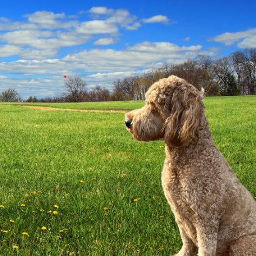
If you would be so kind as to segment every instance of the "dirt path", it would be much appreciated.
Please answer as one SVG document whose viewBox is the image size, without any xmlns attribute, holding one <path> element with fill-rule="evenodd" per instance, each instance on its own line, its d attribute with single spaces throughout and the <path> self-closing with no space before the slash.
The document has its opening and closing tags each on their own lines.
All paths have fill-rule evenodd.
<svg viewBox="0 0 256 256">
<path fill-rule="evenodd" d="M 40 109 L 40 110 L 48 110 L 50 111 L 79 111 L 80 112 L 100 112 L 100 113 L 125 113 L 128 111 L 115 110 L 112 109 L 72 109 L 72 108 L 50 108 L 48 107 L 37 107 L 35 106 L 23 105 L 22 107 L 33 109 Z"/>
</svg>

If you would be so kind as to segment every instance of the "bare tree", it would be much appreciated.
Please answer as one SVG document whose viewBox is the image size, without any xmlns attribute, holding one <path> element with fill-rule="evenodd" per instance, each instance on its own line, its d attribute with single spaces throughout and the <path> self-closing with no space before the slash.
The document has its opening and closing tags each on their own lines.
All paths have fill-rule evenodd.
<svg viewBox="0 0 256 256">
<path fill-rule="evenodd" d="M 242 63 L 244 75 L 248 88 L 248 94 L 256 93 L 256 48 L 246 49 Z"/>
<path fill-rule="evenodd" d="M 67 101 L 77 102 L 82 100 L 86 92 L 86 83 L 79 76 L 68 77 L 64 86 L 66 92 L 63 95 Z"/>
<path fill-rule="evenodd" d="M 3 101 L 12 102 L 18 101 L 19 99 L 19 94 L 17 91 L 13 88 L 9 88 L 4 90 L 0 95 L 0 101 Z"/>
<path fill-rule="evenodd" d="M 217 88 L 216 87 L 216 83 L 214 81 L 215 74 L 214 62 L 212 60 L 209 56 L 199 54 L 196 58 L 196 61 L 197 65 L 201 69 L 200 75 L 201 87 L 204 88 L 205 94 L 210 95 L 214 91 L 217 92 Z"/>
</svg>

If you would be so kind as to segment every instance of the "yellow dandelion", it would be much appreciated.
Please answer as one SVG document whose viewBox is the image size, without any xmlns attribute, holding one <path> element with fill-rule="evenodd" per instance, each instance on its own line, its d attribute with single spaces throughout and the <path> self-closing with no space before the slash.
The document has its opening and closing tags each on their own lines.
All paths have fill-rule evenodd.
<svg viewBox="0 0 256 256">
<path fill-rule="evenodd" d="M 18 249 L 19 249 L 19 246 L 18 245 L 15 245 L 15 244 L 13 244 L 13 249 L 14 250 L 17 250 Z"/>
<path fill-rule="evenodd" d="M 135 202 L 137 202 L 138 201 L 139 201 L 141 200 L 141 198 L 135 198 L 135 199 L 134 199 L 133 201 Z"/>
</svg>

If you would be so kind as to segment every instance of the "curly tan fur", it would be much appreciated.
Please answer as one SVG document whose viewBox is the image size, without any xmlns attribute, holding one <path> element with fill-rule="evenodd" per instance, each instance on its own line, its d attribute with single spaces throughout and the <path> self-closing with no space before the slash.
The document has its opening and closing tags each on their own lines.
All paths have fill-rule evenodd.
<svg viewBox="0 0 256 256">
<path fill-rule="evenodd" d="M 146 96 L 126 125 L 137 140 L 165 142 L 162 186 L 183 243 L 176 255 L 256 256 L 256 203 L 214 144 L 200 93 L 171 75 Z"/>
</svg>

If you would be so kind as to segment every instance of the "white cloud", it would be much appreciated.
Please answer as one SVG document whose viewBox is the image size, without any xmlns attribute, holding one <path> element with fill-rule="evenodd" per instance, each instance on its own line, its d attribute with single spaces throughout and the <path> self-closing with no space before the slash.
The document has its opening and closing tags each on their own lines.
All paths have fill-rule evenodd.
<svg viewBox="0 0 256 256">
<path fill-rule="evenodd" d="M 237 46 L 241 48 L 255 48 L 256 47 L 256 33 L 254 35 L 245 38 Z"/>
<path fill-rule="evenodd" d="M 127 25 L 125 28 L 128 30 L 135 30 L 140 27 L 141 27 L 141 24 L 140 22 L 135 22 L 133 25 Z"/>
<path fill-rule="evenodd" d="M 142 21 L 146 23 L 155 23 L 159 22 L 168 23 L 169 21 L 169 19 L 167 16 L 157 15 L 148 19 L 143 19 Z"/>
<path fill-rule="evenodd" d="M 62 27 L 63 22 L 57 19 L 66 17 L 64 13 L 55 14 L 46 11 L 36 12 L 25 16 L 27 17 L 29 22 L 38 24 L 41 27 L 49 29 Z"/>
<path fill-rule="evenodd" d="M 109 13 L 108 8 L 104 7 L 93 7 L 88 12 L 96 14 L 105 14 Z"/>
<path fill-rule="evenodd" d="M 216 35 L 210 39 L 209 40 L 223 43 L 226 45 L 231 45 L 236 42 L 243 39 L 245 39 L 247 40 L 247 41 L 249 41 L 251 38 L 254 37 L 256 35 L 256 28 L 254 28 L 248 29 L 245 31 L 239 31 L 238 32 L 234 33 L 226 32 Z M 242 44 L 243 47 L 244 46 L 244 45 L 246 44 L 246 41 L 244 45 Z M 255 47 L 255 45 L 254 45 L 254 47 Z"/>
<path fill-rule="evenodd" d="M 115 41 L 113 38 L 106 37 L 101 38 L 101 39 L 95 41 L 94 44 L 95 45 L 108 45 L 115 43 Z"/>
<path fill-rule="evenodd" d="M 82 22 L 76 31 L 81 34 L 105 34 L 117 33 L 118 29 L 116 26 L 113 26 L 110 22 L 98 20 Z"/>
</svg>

***

## Instructions to follow
Copy out each line of the items that contains the word "would".

## Solution to this task
If you would be so kind as to segment every instance of the "dirt path", it would be much appreciated.
If you would be so kind as to segment every instance of the "bare tree", it would be much appreciated.
If you would be so kind as to segment every instance of the "yellow dandelion", it would be much appreciated.
If you would be so kind as to segment every instance of the "curly tan fur", it would be much appreciated.
If you would be so kind as to segment every instance of the "white cloud", it would be much appreciated.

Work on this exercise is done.